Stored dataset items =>
——————————

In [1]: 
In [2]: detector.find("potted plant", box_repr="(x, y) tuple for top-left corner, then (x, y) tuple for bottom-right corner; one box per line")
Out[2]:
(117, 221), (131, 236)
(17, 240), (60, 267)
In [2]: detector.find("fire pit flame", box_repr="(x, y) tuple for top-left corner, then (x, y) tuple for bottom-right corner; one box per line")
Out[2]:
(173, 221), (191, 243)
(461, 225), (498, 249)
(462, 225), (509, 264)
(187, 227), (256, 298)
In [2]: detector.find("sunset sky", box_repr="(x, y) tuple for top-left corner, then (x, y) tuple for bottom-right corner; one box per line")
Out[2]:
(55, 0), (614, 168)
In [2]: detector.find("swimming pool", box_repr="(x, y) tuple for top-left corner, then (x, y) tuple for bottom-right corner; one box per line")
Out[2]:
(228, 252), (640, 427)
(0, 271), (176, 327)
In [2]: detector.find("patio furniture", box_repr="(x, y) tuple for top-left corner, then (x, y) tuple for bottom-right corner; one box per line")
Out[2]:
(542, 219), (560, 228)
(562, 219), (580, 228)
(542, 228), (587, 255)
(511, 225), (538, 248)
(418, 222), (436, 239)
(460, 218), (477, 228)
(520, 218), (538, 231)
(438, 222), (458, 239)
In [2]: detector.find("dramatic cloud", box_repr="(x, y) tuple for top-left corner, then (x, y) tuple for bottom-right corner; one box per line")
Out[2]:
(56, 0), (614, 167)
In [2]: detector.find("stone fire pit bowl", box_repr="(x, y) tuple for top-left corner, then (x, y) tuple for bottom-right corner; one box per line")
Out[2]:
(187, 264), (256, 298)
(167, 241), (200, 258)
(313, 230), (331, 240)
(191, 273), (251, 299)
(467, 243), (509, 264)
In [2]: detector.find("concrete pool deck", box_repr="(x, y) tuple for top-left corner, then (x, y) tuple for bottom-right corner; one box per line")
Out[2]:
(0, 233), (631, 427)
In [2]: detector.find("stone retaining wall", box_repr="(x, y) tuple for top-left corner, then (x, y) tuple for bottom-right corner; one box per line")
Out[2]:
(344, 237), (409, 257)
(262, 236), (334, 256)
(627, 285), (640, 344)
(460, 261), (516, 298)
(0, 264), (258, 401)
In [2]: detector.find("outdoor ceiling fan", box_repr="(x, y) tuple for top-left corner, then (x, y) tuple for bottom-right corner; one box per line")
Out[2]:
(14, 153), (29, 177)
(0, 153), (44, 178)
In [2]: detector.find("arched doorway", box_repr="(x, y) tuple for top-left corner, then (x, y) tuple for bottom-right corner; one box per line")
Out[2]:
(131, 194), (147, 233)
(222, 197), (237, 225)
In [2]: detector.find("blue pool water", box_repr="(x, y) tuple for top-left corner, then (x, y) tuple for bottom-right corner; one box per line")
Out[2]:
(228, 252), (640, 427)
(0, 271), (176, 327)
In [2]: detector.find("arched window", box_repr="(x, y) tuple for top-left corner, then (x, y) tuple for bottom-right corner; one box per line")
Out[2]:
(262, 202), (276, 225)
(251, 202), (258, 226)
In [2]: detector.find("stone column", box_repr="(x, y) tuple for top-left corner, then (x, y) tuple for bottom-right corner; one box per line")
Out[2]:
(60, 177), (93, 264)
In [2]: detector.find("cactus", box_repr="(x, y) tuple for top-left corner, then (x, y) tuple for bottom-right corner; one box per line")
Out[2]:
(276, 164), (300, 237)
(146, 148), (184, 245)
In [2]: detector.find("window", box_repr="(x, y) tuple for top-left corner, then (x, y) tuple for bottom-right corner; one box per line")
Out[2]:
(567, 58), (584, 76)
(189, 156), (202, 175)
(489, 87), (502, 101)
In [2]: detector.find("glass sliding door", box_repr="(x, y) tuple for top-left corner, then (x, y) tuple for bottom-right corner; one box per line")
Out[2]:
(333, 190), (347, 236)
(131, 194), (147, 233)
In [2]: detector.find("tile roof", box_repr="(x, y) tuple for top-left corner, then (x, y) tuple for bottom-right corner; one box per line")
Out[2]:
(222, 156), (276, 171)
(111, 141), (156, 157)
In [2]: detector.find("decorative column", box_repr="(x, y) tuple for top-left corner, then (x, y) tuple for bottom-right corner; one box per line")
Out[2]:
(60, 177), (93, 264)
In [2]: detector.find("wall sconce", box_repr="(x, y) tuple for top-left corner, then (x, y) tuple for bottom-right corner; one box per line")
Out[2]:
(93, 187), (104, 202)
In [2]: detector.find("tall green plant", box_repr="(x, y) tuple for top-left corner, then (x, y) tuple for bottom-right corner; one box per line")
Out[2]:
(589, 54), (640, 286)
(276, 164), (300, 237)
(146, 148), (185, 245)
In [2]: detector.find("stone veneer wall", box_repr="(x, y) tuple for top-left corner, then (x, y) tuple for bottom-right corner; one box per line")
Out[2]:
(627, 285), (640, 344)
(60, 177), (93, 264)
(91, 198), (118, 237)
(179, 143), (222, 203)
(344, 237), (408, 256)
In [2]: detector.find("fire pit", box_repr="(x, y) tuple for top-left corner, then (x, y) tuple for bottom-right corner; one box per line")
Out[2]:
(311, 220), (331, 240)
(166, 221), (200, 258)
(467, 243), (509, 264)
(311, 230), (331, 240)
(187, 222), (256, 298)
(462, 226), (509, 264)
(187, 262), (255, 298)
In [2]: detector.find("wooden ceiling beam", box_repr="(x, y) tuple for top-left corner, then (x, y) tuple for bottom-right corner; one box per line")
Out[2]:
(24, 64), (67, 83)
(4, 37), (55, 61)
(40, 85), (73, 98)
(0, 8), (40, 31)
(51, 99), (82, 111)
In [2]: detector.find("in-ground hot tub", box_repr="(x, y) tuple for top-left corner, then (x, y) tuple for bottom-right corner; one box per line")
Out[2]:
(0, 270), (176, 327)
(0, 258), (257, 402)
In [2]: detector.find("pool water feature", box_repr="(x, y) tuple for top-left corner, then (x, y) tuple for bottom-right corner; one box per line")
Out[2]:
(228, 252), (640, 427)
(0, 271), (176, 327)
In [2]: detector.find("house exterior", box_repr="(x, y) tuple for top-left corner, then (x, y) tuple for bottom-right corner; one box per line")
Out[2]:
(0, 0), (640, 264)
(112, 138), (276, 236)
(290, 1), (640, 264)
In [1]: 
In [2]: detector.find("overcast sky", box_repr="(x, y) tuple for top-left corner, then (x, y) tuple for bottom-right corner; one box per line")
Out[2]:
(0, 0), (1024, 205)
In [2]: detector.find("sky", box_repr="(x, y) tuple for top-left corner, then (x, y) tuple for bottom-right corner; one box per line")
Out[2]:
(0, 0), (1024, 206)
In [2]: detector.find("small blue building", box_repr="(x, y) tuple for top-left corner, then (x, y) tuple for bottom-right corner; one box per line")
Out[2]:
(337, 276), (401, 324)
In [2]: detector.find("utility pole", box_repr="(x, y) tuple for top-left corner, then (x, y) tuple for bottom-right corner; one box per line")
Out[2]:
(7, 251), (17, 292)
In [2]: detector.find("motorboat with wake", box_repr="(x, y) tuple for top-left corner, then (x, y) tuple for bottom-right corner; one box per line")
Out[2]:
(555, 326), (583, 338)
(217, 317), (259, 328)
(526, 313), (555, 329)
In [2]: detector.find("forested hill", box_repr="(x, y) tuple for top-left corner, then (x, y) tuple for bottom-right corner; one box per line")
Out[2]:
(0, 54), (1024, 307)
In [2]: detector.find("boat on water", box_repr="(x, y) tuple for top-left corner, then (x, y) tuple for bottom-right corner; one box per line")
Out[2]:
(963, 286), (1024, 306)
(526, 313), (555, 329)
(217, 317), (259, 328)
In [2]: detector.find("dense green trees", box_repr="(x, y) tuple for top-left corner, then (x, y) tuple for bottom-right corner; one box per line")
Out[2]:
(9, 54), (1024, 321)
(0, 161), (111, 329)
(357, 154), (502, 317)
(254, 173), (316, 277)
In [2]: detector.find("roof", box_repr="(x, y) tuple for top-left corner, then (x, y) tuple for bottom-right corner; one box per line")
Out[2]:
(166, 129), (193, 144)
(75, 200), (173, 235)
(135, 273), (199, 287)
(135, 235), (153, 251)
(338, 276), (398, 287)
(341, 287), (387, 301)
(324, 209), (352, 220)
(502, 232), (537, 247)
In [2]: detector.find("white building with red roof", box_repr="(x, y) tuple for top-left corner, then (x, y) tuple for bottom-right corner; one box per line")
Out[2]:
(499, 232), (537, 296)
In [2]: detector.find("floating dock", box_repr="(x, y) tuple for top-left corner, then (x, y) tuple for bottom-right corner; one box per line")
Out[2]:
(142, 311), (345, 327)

——————————

EXERCISE TASK => Could you turn the lines of the records, starting with the first line and going on through the line containing "(55, 0), (614, 168)", into a JSON list of strings with one string per line and blank lines left out?

EXERCISE ANSWER =>
[
  "In [1]: ",
  "In [2]: detector.find(\"potted plant\", box_repr=\"(x, y) tuple for top-left corner, then (x, y) tuple for bottom-right corner; one box per line\")",
  "Out[2]:",
  "(117, 221), (131, 236)",
  "(17, 240), (60, 267)",
  "In [2]: detector.find(\"fire pit flame\", box_repr=\"(x, y) tuple for top-left corner, then (x, y) tuple for bottom-right corner; one box per line\")",
  "Out[2]:",
  "(173, 221), (191, 243)",
  "(461, 225), (498, 249)",
  "(462, 225), (509, 264)",
  "(187, 227), (256, 298)",
  "In [2]: detector.find(\"sunset sky\", box_repr=\"(x, y) tuple for top-left corner, then (x, y) tuple for bottom-right corner; one box per line\")",
  "Out[2]:",
  "(55, 0), (614, 168)"
]